- [The request]: Output each entry exactly; skip nothing.

==== Data entries ====

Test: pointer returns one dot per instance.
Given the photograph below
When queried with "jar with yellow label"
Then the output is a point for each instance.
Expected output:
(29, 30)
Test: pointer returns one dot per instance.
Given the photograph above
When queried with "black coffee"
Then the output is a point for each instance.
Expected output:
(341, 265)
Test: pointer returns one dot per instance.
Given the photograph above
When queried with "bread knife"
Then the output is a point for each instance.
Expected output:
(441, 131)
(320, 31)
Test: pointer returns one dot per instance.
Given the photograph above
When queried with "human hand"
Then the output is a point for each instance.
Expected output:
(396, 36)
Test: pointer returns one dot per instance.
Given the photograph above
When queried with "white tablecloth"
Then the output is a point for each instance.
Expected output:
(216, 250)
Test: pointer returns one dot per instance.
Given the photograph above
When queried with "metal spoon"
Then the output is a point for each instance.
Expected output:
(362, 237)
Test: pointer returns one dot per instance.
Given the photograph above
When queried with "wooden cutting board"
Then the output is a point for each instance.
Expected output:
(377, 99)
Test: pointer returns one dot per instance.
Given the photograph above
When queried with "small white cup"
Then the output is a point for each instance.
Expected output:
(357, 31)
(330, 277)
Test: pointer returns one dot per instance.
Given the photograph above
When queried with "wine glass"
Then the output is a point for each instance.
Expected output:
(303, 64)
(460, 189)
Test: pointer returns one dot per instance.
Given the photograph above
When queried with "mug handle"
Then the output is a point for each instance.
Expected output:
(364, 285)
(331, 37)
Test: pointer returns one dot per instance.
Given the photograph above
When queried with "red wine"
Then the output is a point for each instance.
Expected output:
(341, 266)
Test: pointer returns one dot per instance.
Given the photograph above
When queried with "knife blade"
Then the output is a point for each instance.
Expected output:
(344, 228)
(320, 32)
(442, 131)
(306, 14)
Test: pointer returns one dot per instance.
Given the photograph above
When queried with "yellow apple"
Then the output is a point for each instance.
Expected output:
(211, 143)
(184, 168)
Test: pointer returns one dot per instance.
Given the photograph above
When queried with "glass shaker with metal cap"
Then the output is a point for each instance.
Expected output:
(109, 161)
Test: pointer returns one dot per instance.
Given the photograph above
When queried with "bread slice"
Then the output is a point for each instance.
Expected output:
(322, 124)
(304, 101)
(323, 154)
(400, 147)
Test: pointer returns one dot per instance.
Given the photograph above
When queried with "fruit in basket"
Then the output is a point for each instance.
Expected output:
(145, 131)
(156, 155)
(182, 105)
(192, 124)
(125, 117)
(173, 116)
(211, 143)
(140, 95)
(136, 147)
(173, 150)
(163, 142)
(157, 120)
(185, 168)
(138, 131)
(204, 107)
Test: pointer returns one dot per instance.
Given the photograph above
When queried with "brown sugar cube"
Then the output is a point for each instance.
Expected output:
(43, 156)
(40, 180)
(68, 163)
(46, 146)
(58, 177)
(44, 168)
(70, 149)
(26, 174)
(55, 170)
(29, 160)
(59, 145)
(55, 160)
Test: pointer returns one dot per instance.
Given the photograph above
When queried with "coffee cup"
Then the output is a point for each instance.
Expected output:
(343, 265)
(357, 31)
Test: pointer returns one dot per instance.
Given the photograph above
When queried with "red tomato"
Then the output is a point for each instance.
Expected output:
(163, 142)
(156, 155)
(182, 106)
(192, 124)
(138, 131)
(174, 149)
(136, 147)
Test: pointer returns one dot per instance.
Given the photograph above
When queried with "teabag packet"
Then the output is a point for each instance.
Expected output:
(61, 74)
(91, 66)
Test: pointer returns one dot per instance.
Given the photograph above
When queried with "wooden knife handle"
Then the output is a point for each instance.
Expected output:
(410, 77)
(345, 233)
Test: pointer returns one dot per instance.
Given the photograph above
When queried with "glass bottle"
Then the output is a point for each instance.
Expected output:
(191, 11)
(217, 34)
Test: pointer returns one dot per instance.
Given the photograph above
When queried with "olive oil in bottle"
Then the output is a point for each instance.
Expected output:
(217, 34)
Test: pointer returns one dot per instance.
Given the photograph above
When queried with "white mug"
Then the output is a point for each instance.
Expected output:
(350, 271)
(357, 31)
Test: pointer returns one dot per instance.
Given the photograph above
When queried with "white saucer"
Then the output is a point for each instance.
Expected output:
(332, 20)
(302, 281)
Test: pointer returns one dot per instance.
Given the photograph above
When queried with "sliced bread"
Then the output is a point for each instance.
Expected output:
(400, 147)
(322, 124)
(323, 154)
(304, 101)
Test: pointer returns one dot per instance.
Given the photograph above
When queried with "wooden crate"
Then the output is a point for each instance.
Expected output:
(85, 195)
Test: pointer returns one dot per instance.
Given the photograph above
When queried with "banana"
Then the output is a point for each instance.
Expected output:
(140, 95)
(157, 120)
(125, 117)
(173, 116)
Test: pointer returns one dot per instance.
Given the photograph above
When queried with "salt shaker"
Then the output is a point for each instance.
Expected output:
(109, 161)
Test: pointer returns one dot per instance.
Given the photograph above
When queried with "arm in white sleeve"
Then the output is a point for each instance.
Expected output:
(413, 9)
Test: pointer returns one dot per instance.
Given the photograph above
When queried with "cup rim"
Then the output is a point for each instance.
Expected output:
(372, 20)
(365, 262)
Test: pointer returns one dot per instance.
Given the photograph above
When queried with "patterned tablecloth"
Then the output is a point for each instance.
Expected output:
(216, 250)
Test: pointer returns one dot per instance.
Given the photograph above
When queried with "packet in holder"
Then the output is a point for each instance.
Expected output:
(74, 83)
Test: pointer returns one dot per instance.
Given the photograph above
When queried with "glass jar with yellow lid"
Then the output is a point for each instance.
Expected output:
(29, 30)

====

- [Written reply]:
Test: pointer returns one dot per instance.
Given the photograph below
When queried with "jar with yellow label"
Then the output is a point for each instance.
Expected output:
(29, 30)
Test: pointer returns one dot per instance.
Given the photograph above
When queried with "black coffee"
Then the output is a point for each instance.
Expected output:
(341, 265)
Test: pointer returns one dot per instance.
Given the photograph above
When queried with "bread knife"
Then the output is a point for each instance.
Expected output:
(441, 131)
(320, 31)
Test: pointer returns one dot per instance.
Given the photograph above
When queried with "human hand"
Then the output is a point for each instance.
Expected output:
(396, 36)
Test: pointer returns one dot per instance.
Given the photograph above
When queried with "white tablecloth"
Then the output is a point for each instance.
Expected output:
(216, 250)
Test: pointer returns one dot per instance.
Given the photograph above
When queried with "metal spoon"
Then the output is a point for each instance.
Expected output:
(362, 237)
Test: pointer returns one dot per instance.
Given the photograph above
When queried with "wooden cutting board"
Then the output is a point for each instance.
Expected output:
(377, 99)
Test: pointer returns one dot per instance.
Given the photograph above
When queried with "small white cup"
Then the output is a point for each instance.
Expected output:
(357, 31)
(330, 277)
Test: pointer returns one dot per instance.
Given the photograph above
When queried with "wine glass"
Then the output is a point for each instance.
Expected output:
(303, 64)
(460, 189)
Test: pointer returns one dot per instance.
Given the photograph above
When queried with "mug handle"
Then the output is a point for each instance.
Expected output:
(364, 285)
(331, 37)
Test: pointer returns one dot per instance.
Given the photograph above
When queried with "red wine"
Then the output is a point for each instance.
Expected output:
(341, 266)
Test: pointer returns one dot per instance.
Given the photograph above
When queried with "knife blade"
Then the output is a point for each instance.
Expected output:
(344, 228)
(320, 32)
(442, 131)
(306, 14)
Test: pointer returns one dot per instance.
Given the photograph above
When queried with "yellow apple"
Then the output is a point for each instance.
Expected output:
(211, 143)
(184, 168)
Test: pointer returns one dot per instance.
Given the photograph above
When queried with "glass shaker with metal cap"
Then the output is a point for each instance.
Expected output:
(109, 161)
Test: pointer returns one dot per instance.
Given the photograph above
When queried with "bread slice"
Then the output is a point for each instance.
Expected output:
(322, 124)
(304, 101)
(323, 154)
(400, 147)
Test: pointer returns one dot per instance.
Given the photograph above
When queried with "fruit in basket"
Then the output is a point for each instance.
Expected output:
(145, 131)
(156, 155)
(182, 105)
(192, 124)
(125, 117)
(173, 116)
(211, 143)
(140, 95)
(136, 147)
(173, 150)
(163, 142)
(157, 120)
(185, 168)
(138, 131)
(204, 107)
Test: pointer returns one dot per instance.
Given the photograph above
When queried with "brown sugar cube"
Then the output is a point for each instance.
Expected output:
(43, 156)
(40, 180)
(68, 163)
(46, 146)
(58, 177)
(44, 168)
(70, 149)
(26, 174)
(55, 170)
(29, 160)
(59, 145)
(55, 160)
Test: pointer returns one dot per instance.
Given the photograph above
When queried with "coffee cup"
Then the output is a point for each instance.
Expected output:
(343, 265)
(357, 31)
Test: pointer returns one dot per instance.
Given the photograph above
When queried with "red tomato"
Then the output is a point for each instance.
Expected output:
(163, 142)
(156, 155)
(182, 106)
(192, 124)
(138, 131)
(174, 149)
(136, 147)
Test: pointer returns one dot per instance.
Given the photograph above
When queried with "teabag packet"
Then the output is a point for each instance.
Expected output:
(61, 74)
(91, 66)
Test: pointer returns one dot per instance.
Given the photograph above
When queried with "wooden knife handle"
Then the output is a point for each instance.
Expected output:
(410, 77)
(345, 233)
Test: pointer returns one dot per instance.
Given the photograph above
When queried with "glass bottle"
Then the output is a point for each instance.
Expected output:
(191, 11)
(217, 34)
Test: pointer returns one dot per instance.
Given the photograph above
When queried with "olive oil in bottle"
Then the output is a point for each instance.
Expected output:
(217, 34)
Test: pointer returns one dot per instance.
Given the photograph above
When queried with "white mug"
Then the output is a point for each instance.
Expected output:
(350, 271)
(357, 31)
Test: pointer returns one dot per instance.
Given the photograph above
When queried with "white saucer"
Then the output is a point for each instance.
Expected output:
(332, 20)
(302, 281)
Test: pointer returns one dot per instance.
Given the photograph above
When queried with "sliced bread"
Then the output is a point for each instance.
Expected output:
(400, 147)
(322, 124)
(323, 154)
(304, 101)
Test: pointer returns one dot per instance.
Given the photograph above
When queried with "wooden crate"
Then the output is a point for each instance.
Expected output:
(85, 195)
Test: pointer returns one dot per instance.
Given the photograph above
When queried with "banana"
Then the output is a point for each instance.
Expected output:
(140, 95)
(157, 120)
(125, 117)
(173, 116)
Test: pointer returns one dot per instance.
Given the photograph above
When queried with "salt shaker"
Then the output is a point for each instance.
Expected output:
(109, 161)
Test: pointer returns one dot per instance.
Given the photograph above
When queried with "arm in white sleeve"
Then the output is a point for each instance.
Expected output:
(413, 9)
Test: pointer returns one dot per instance.
Given the photograph above
When queried with "cup rim"
Then the output is a point for each instance.
Expected output:
(372, 20)
(365, 262)
Test: pointer returns one dot per instance.
Given the photograph above
When queried with "patterned tablecloth"
Then the output is a point for each instance.
Expected output:
(216, 250)
Test: pointer returns one dot per instance.
Given the photograph above
When queried with "packet in holder"
Then the output is a point for each instance.
Expected output:
(74, 83)
Test: pointer returns one dot per instance.
Given the photograph above
When queried with "glass jar with yellow lid"
Then the output is a point for each instance.
Expected output:
(29, 30)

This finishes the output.